Functionally, China’s approach is an all-of-the-above strategy toward food security. China cannot compete like it does in manufacturing due to the geography it was dealt. And since its industries are guided by the state, it’s practical for them to integrate other nations’ agribusinesses into their own food supply.
But international consolidation alone is not enough; Chinese farming practices also need to evolve to help absorb the demands of its population in the coming decades.
In 2013, China’s Vice Minister of Agriculture, Han Changfu, said this at a meeting of the International Fund for Agricultural Development:
We shall continue to consolidate and strengthen agriculture; ensure food security; speed up the strategic restructuring of agriculture and rural economy; raise the integrated performance in agriculture; increase farmer’s income; and push forward the transformation of traditional agriculture into modern one with the aim of developing rural economy in an all-round way.
China has begun instituting some domestic reforms to encourage the consolidation of rural farm plots and even small villages into large corporate farms. Since farmland cannot be privately owned, farmers can effectively get their income from leasing their plots and indeed entire villages as well as being employed by the lessee. The non-coercive nature of the approach depends on what Han Changfu calls an “orderly transfer of land operating rights” that will enable the heightened efficiency of corporate farming.
Arable land is not a prerequisite for this agricultural revolution. According to the South China Morning Post, government engineers have begun the initial design of a tunnel to divert water from the Himalayan steppes of Tibet to the arid Taklimakan Desert in Xinjiang province 600 miles away. It would be the world’s longest tunnel, diverting some of the region’s 400 billion tons of annual water resources to create new farmland in a process that bypasses the complicated land transfers required in China’s interior.
China matches its effort toward agricultural revolution with an aggressive approach to expanding its fishing to more of the world’s distant oceans. According to the New York Times, the Chinese fishing industry has benefited from heavy subsidization, allowing it to grow to a fleet of over 2,600 ships, 10 times that of the United States.
The efficacy of sophisticated Chinese fishing traulers has been stressing fish populations in less developed regions like coastal West Africa, and costing their domestic industry a reported $2 billion annually. According to the U.S. Department of Defense, they have also been used as a part of a “low intensity coersion” tactic in China’s regional waters.
China’s demand for food is a source of growth for global industry. It also presents unique challenges. As a larger percentage of the growing human population turns to ecologically expensive food products, suppliers must adapt by addressing efficiencies with their increasingly limited land. China is securing its food supply with a comprehensive strategy towards domestic and international markets and a willingness and growing ability to exploit the earth’s natural resources.
For China, food is not just economics — it’s national security. The tendency to view China as a geopolitical threat in this arena is not entirely unwarranted, but it begs a bigger question: What about the emerging middle class in the rest of the world? Emerging economies won’t always be “emerging”; they’ll eventually demand the diet of their first world neighbors. What will that mean for countries with higher per capita food production capacity? What about those who will be net importers?
A new dynamic is emerging, and it’s not about oil. China is just the stress test for how humanity feeds itself in the 21st century — and beyond that, how the earth will support us in the decades and centuries to come.

### Extracted information

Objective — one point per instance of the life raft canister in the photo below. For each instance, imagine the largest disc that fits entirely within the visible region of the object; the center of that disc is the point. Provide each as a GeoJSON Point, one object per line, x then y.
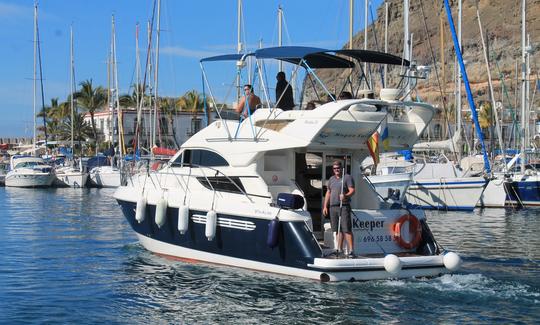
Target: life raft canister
{"type": "Point", "coordinates": [415, 230]}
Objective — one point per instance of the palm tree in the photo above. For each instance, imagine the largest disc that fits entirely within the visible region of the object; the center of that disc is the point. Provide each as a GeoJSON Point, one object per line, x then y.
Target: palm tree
{"type": "Point", "coordinates": [130, 100]}
{"type": "Point", "coordinates": [485, 115]}
{"type": "Point", "coordinates": [91, 99]}
{"type": "Point", "coordinates": [191, 101]}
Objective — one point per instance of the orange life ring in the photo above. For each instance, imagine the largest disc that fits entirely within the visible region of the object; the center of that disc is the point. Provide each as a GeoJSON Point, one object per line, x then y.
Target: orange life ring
{"type": "Point", "coordinates": [415, 229]}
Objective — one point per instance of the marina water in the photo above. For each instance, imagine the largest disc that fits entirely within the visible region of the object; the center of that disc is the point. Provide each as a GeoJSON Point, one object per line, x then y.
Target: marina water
{"type": "Point", "coordinates": [68, 256]}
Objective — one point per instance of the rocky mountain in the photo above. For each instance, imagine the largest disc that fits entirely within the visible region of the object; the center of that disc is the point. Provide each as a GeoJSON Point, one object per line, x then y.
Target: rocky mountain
{"type": "Point", "coordinates": [501, 20]}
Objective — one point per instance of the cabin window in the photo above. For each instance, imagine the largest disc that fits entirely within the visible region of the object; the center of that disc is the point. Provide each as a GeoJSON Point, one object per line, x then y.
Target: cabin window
{"type": "Point", "coordinates": [199, 157]}
{"type": "Point", "coordinates": [223, 184]}
{"type": "Point", "coordinates": [164, 126]}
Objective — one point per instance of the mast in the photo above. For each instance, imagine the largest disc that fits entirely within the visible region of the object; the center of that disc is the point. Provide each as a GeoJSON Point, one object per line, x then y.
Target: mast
{"type": "Point", "coordinates": [110, 90]}
{"type": "Point", "coordinates": [280, 33]}
{"type": "Point", "coordinates": [156, 69]}
{"type": "Point", "coordinates": [238, 44]}
{"type": "Point", "coordinates": [406, 41]}
{"type": "Point", "coordinates": [35, 78]}
{"type": "Point", "coordinates": [366, 4]}
{"type": "Point", "coordinates": [137, 88]}
{"type": "Point", "coordinates": [116, 97]}
{"type": "Point", "coordinates": [71, 82]}
{"type": "Point", "coordinates": [458, 76]}
{"type": "Point", "coordinates": [472, 105]}
{"type": "Point", "coordinates": [523, 83]}
{"type": "Point", "coordinates": [351, 22]}
{"type": "Point", "coordinates": [385, 40]}
{"type": "Point", "coordinates": [491, 92]}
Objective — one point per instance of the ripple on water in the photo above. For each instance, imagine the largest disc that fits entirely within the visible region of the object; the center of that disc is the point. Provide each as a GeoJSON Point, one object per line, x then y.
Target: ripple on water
{"type": "Point", "coordinates": [70, 257]}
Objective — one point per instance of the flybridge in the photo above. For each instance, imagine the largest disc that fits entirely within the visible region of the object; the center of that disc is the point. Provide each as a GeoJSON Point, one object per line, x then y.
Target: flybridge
{"type": "Point", "coordinates": [311, 59]}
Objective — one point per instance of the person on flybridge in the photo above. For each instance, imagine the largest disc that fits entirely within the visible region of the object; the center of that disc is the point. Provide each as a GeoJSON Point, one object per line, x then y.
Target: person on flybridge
{"type": "Point", "coordinates": [252, 102]}
{"type": "Point", "coordinates": [338, 200]}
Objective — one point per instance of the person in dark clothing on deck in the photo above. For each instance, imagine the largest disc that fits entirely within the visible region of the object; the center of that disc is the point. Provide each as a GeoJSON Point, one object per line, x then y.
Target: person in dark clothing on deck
{"type": "Point", "coordinates": [337, 205]}
{"type": "Point", "coordinates": [284, 96]}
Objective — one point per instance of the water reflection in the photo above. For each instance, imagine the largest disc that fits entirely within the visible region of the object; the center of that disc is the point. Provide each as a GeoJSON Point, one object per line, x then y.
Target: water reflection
{"type": "Point", "coordinates": [70, 257]}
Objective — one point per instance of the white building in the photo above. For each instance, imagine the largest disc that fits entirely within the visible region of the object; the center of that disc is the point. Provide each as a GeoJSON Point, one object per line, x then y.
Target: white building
{"type": "Point", "coordinates": [184, 125]}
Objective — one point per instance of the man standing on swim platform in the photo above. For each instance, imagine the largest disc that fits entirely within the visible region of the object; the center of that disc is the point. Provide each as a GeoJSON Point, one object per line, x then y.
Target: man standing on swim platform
{"type": "Point", "coordinates": [340, 188]}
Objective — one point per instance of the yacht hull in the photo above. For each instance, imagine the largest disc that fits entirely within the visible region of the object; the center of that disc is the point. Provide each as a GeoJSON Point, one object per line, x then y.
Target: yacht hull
{"type": "Point", "coordinates": [74, 179]}
{"type": "Point", "coordinates": [14, 179]}
{"type": "Point", "coordinates": [524, 190]}
{"type": "Point", "coordinates": [105, 176]}
{"type": "Point", "coordinates": [242, 242]}
{"type": "Point", "coordinates": [494, 196]}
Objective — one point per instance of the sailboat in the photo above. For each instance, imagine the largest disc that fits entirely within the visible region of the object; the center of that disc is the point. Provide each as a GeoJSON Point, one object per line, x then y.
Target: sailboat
{"type": "Point", "coordinates": [111, 175]}
{"type": "Point", "coordinates": [524, 186]}
{"type": "Point", "coordinates": [438, 183]}
{"type": "Point", "coordinates": [72, 176]}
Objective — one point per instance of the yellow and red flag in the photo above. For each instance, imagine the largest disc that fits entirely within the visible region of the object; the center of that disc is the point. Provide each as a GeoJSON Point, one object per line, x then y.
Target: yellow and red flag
{"type": "Point", "coordinates": [373, 146]}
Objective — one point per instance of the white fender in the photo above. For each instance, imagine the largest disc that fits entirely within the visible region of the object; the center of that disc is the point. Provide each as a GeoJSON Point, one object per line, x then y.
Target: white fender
{"type": "Point", "coordinates": [183, 219]}
{"type": "Point", "coordinates": [140, 212]}
{"type": "Point", "coordinates": [161, 212]}
{"type": "Point", "coordinates": [451, 261]}
{"type": "Point", "coordinates": [392, 264]}
{"type": "Point", "coordinates": [211, 221]}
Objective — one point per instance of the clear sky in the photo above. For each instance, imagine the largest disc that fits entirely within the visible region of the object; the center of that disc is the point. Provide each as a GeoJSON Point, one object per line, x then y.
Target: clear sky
{"type": "Point", "coordinates": [190, 30]}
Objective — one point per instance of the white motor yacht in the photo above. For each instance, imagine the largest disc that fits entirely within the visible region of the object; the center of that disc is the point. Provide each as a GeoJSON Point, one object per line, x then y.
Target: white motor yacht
{"type": "Point", "coordinates": [232, 195]}
{"type": "Point", "coordinates": [29, 172]}
{"type": "Point", "coordinates": [105, 176]}
{"type": "Point", "coordinates": [71, 177]}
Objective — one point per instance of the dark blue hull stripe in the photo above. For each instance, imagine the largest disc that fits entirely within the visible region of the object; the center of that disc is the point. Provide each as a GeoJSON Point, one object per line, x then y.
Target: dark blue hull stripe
{"type": "Point", "coordinates": [296, 246]}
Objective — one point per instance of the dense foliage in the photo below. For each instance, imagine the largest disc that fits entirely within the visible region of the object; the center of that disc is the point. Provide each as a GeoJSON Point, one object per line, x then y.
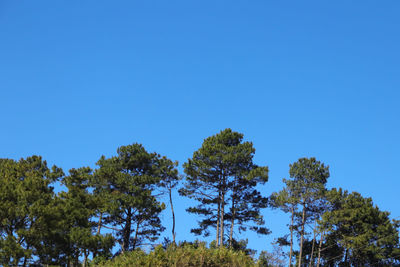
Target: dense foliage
{"type": "Point", "coordinates": [107, 215]}
{"type": "Point", "coordinates": [195, 255]}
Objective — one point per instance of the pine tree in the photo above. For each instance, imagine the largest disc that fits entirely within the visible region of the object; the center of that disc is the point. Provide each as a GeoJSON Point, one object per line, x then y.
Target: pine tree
{"type": "Point", "coordinates": [222, 174]}
{"type": "Point", "coordinates": [127, 182]}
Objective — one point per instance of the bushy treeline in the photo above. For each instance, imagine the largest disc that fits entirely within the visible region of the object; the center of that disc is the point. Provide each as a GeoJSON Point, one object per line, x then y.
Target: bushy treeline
{"type": "Point", "coordinates": [193, 255]}
{"type": "Point", "coordinates": [114, 209]}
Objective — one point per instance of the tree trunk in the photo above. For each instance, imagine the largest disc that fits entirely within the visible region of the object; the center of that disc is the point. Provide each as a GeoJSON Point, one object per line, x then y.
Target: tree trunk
{"type": "Point", "coordinates": [173, 216]}
{"type": "Point", "coordinates": [302, 234]}
{"type": "Point", "coordinates": [126, 234]}
{"type": "Point", "coordinates": [312, 248]}
{"type": "Point", "coordinates": [232, 221]}
{"type": "Point", "coordinates": [222, 220]}
{"type": "Point", "coordinates": [99, 223]}
{"type": "Point", "coordinates": [319, 249]}
{"type": "Point", "coordinates": [291, 238]}
{"type": "Point", "coordinates": [218, 219]}
{"type": "Point", "coordinates": [136, 236]}
{"type": "Point", "coordinates": [85, 255]}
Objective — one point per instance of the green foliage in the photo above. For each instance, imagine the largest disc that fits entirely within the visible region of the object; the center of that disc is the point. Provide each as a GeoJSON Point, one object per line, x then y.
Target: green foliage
{"type": "Point", "coordinates": [196, 255]}
{"type": "Point", "coordinates": [358, 233]}
{"type": "Point", "coordinates": [222, 174]}
{"type": "Point", "coordinates": [125, 183]}
{"type": "Point", "coordinates": [27, 211]}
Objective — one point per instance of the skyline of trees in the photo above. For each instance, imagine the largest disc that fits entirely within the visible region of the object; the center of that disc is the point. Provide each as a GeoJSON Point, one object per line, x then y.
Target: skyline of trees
{"type": "Point", "coordinates": [116, 207]}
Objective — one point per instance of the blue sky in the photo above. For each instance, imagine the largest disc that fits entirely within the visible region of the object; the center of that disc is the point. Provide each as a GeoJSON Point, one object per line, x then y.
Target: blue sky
{"type": "Point", "coordinates": [298, 78]}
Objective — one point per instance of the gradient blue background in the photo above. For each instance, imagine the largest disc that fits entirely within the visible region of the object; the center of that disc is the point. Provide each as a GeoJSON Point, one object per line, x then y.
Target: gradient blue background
{"type": "Point", "coordinates": [298, 78]}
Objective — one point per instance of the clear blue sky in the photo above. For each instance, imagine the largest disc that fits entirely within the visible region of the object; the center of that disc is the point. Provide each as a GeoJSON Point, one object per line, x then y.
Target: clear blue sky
{"type": "Point", "coordinates": [298, 78]}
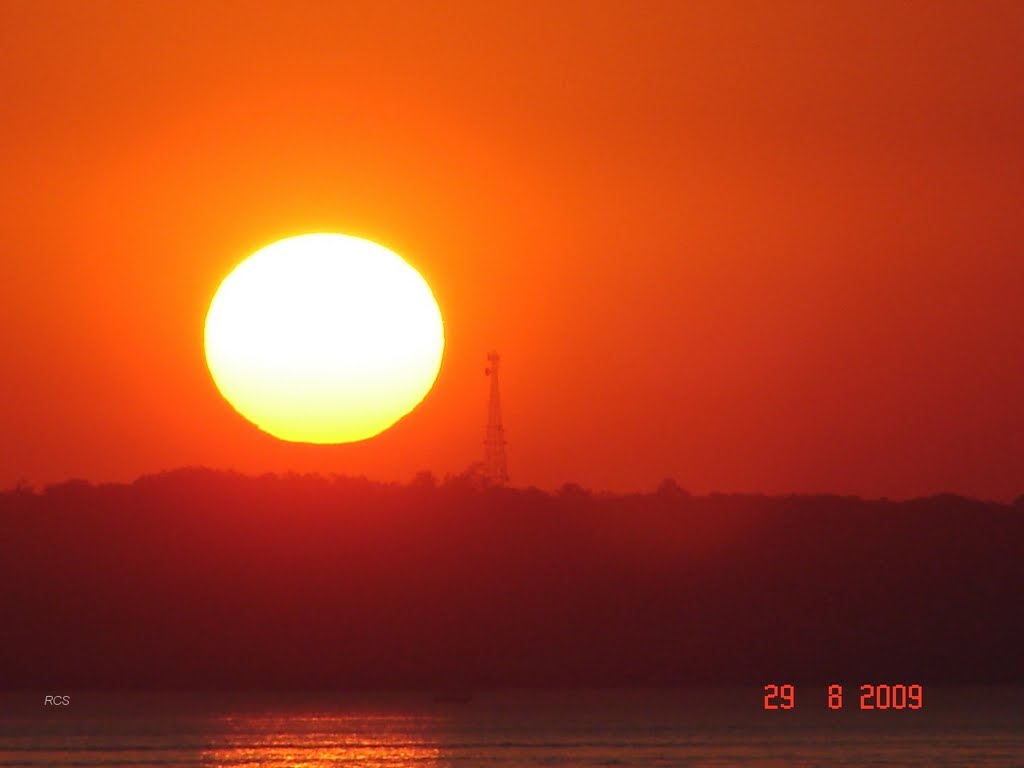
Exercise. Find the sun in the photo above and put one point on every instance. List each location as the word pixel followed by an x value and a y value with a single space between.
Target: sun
pixel 324 338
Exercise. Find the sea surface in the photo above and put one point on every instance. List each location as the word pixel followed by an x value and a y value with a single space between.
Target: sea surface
pixel 704 728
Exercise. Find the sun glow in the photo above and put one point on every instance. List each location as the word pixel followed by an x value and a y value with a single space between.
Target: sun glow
pixel 324 338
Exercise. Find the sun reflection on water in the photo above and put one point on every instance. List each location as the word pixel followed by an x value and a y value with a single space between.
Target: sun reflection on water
pixel 370 741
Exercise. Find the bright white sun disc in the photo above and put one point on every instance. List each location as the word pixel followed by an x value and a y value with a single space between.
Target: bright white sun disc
pixel 324 338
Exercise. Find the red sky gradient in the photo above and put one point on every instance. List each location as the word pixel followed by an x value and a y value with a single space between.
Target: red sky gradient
pixel 770 247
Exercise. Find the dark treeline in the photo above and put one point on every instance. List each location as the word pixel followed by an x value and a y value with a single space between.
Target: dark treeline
pixel 201 579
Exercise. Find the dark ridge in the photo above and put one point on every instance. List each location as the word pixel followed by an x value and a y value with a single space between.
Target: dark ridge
pixel 197 579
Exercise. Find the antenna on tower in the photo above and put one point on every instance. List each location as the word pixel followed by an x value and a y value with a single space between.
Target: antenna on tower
pixel 495 465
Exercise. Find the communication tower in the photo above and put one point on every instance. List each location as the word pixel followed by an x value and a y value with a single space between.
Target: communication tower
pixel 495 465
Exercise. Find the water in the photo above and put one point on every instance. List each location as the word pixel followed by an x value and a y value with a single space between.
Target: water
pixel 702 728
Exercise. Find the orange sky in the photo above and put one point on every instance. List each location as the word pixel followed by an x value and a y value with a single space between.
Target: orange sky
pixel 766 247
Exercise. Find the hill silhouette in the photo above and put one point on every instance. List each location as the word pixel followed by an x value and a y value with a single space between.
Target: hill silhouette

### Problem to work on
According to the extract on China's food security, how large has the Chinese fishing fleet grown?

### Response to this task
Over 2,600 ships, 10 times the size of the United States fleet.